■ **SET PROBLEM**
Reproduce every one of the lines below word for word, leaving nothing out and changing nothing.

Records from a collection
________________________________________

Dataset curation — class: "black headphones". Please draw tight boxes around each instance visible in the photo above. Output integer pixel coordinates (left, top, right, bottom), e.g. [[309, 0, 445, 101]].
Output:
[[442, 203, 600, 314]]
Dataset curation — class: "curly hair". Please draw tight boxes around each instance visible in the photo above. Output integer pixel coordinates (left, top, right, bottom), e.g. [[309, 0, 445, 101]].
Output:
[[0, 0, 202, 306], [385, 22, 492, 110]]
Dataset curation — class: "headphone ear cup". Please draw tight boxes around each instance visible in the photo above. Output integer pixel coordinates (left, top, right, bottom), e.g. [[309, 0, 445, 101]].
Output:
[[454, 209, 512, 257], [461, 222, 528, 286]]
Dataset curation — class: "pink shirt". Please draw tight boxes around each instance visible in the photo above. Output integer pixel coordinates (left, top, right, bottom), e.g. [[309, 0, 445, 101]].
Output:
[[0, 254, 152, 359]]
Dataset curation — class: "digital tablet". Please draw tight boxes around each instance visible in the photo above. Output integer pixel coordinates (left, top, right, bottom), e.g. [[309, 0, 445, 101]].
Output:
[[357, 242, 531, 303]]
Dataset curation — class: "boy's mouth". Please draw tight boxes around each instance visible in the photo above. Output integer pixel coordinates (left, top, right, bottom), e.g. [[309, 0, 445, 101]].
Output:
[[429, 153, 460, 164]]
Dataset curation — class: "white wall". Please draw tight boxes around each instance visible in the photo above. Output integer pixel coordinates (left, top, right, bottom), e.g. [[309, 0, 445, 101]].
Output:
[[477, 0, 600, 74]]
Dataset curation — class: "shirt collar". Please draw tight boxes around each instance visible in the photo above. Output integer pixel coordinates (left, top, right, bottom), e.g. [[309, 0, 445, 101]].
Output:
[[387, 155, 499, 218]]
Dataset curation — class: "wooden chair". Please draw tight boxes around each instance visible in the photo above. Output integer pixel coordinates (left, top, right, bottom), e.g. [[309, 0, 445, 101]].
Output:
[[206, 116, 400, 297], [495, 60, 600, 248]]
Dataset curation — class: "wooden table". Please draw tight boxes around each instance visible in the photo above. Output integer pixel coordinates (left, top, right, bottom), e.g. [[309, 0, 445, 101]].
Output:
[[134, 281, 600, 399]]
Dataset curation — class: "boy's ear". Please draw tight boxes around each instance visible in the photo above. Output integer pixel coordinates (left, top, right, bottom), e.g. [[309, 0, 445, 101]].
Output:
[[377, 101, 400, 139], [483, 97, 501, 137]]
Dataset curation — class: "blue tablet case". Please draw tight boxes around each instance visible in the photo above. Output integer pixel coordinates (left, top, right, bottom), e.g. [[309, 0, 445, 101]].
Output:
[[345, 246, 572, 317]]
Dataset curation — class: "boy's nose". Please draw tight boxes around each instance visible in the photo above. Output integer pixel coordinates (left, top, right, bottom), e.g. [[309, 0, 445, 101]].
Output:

________________________________________

■ **EXERCISE SOLUTION**
Dataset curation — class: "black headphones". Please draw tight boxes around each instance visible in the photo above. Output integer pixel coordinates (left, top, right, bottom), e.g. [[309, 0, 445, 101]].
Output:
[[442, 203, 600, 314]]
Dataset curation — class: "curly hair". Please draw tight boxes around each instance visible in the photo above. Output integer pixel coordinates (left, top, right, bottom), e.g. [[309, 0, 445, 101]].
Output:
[[0, 0, 202, 306], [385, 22, 492, 110]]
Dataset curation — class: "headphone ear cup". Please draw tight boxes around each instance visible in the photo above. Output integer pixel coordinates (left, top, right, bottom), e.g. [[309, 0, 445, 101]].
Output:
[[454, 209, 512, 257], [461, 222, 528, 286]]
Dataset curation — class: "pink shirt". Please draw tight boxes around each instance visible in the photo above. Output integer pixel coordinates (left, top, right, bottom), e.g. [[309, 0, 445, 101]].
Output:
[[0, 254, 152, 359]]
Dataset curation — class: "digital tablet". Please draw tight boxes around each instance visible in the photo above. Output integer pixel coordinates (left, top, right, bottom), e.g. [[309, 0, 445, 101]].
Output:
[[357, 242, 531, 303]]
Dataset curation — class: "boy's mouth". Please draw tight boxes around each instance visible in the photo above. Output integer pixel coordinates (left, top, right, bottom), e.g. [[309, 0, 445, 101]].
Output:
[[429, 153, 460, 164]]
Dataset curation — class: "white wall". Please draw tight boxes around each instance visible in the photo above. Output integer pixel coordinates (left, top, right, bottom), e.g. [[309, 0, 445, 101]].
Output:
[[477, 0, 600, 74]]
Dataset curation — class: "shirt collar". Please draw tight boxes around each instance visible in the photo above. Output integer pixel coordinates (left, top, right, bottom), e.g. [[309, 0, 445, 101]].
Output:
[[387, 155, 499, 218]]
Dataset curation — class: "wooden chair". Please draw tight boxes around each instance visible in the photo above. Output integer pixel coordinates (left, top, right, bottom), e.g. [[309, 0, 445, 101]].
Output:
[[206, 116, 400, 297], [495, 60, 600, 248]]
Dataset curation — class: "wooden table". Please draw tight boxes around each instance visible in the photo above. Output integer pixel coordinates (left, top, right, bottom), e.g. [[309, 0, 445, 101]].
Output:
[[134, 281, 600, 399]]
Dataset curation — class: "boy's ear". Please draw tight boxes around each instance visible in the photo above. Output integer pixel coordinates (left, top, right, bottom), e.g. [[309, 0, 445, 101]].
Output:
[[377, 101, 400, 139], [483, 97, 501, 137]]
Dataset curation — class: "blue tablet case". Please draw tight boxes around each instance visible in the photo above. Output integer pixel coordinates (left, top, right, bottom), e.g. [[309, 0, 445, 101]].
Output:
[[345, 246, 572, 317]]
Dataset curation — class: "boy's nose". Please draw tight boxes around each instance visible in the photo above. Output integer pixel coordinates (left, top, right, bottom), e.g. [[309, 0, 445, 101]].
Output:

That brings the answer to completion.